**PROBLEM DESCRIPTION**
Count the lines in the entries below that contain the string "credit". Reply with the number only.

____________

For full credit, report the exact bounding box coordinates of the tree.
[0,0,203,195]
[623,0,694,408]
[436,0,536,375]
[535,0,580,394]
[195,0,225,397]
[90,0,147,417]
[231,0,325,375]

____________

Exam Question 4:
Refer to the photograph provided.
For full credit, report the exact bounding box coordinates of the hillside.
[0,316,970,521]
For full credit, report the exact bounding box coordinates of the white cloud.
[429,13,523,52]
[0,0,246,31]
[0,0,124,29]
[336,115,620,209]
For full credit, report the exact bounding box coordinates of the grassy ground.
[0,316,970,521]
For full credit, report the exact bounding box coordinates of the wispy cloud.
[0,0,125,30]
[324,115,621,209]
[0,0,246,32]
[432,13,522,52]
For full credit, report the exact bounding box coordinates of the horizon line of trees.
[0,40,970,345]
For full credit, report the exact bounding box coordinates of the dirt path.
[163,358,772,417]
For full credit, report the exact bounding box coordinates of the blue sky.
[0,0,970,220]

____________

**THE SOLUTION**
8